# TASK GOAL
Copy each line of the listing below exactly.

- - - - -

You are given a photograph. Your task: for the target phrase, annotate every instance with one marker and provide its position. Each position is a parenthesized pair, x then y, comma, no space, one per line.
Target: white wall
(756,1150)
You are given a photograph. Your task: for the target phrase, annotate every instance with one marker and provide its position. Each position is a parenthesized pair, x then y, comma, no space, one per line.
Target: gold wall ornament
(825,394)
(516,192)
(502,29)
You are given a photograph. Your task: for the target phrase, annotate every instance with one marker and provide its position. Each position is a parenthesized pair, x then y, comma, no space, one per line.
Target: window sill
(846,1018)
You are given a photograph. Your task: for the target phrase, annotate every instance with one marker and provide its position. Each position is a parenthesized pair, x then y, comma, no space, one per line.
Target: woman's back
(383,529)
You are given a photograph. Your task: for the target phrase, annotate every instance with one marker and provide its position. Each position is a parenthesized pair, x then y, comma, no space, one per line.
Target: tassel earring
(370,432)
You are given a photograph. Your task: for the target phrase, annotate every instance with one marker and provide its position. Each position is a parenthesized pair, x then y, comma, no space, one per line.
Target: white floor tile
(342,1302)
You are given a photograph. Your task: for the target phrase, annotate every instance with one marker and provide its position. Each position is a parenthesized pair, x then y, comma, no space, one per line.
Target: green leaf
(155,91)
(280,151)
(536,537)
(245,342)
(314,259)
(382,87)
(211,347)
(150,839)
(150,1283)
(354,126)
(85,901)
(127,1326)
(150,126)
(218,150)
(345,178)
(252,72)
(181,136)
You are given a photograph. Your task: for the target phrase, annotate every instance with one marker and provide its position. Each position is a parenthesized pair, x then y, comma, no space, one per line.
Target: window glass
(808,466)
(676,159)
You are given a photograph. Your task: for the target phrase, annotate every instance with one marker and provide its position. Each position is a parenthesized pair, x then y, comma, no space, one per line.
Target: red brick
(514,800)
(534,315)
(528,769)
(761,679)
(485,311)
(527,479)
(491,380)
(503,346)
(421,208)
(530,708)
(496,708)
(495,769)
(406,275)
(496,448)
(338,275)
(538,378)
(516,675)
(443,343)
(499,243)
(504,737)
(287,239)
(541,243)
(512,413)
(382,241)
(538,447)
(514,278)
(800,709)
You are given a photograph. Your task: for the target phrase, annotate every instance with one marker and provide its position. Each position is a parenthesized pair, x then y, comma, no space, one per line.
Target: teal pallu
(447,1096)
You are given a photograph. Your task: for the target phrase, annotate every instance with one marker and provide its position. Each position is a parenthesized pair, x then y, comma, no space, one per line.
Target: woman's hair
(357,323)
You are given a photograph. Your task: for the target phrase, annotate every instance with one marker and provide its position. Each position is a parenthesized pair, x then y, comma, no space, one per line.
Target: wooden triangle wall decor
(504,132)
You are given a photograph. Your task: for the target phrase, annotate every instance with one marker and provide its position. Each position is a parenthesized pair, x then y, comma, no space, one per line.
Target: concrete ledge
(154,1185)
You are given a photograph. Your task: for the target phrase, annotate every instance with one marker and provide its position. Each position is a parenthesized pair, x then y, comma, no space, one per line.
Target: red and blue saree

- - - - -

# SOLUTION FOR THIS PROBLEM
You are given a photograph. Your task: for the target phrase, annotate every instance with one marker and provide its position. Each position is a parenthesized pair, x then y, comma, no space, one per line.
Target: white wall
(756,1150)
You are given a photograph. Your task: for the target phrase, annotate every instance with one marker and provide its position. Each position is a parenthesized pair, x then y, comma, no space, one per line.
Target: gold wall ornament
(825,394)
(516,192)
(502,29)
You are given a photograph. Your task: for the target phrase, annotate every instance with one marker and provide its position. Each position is a parenthesized pair, x then y, comma, no space, one per line.
Target: window sill
(846,1018)
You are given a photograph. Your task: for the target phrase, annotate every instance with one marker and provide its position. Each position is a parenthesized pair, x then y, comma, no space, one per line.
Target: woman's back
(383,529)
You are given a photograph. Your task: for the target phrase, annotate every instance with one marker and provide its position. Each position is a parenthesized pair, x then y, comma, no space, one per line.
Target: tassel earring
(370,432)
You are given a photograph. Your task: for the target phrase, annotate every instance with one marker and provide its position. Each position is a parenthesized pair, x then y, comma, no space, one per line.
Target: white floor tile
(342,1302)
You are given a photograph. Your task: for the target phrase, annotate every instance with one marker and provide its position. Each position is a parenthesized pair, x then y, comma, no space, one per line.
Target: green leaf
(155,91)
(280,151)
(536,537)
(245,342)
(314,259)
(382,87)
(211,347)
(150,839)
(150,1283)
(354,126)
(85,901)
(127,1326)
(150,126)
(218,150)
(345,178)
(252,72)
(181,136)
You are given a photograph. Your task: for the target phrase, annotate every instance with one marker and provide its position. Each position is a parenthesized pair, x then y, comma, no space, one per line.
Target: window glass
(808,466)
(676,159)
You are given a photograph. Your task: for the target phrase, annotate every instance with one marker and provide its position. Each position is a parenthesized pair, x then y, comma, no space, one per line.
Target: red brick
(514,800)
(534,315)
(528,769)
(761,679)
(485,311)
(527,479)
(491,380)
(503,346)
(421,208)
(530,708)
(496,708)
(495,769)
(406,275)
(496,448)
(338,275)
(538,378)
(516,675)
(443,343)
(499,243)
(504,737)
(287,239)
(541,243)
(512,413)
(382,241)
(538,447)
(514,278)
(800,709)
You are given a photograph. Your task: for the target phrase, annotate every instance with one marker and provide its position. Each position is a parenthesized pair, x then y, comma, no space, one per line.
Target: teal pallu
(447,1096)
You are given a photograph. Your task: for the target phrase, annotate every instance with one marker and provide its position. Each position is a parenthesized pair, x then y, comma, no space, one per line.
Target: woman's hair
(357,323)
You are given a photograph. Your task: for the target phrase, annotate every instance with one marker and provide its position. Each position is a parenthesized pair, x then y, comma, no space, one per line.
Target: wooden triangle wall decor
(504,132)
You are given a photograph. Your task: for the target phrase, annotate every instance with one marker and provide its position. Each position is a parenthesized pair, x then y, comma, no space, one per line.
Target: concrete ledge
(154,1185)
You are given a photograph. Your task: for the target phrase, annotate every instance with one marker and provide its position. Each position is a parenthesized pair, x then y, comma, no space, one per line.
Target: red and blue saree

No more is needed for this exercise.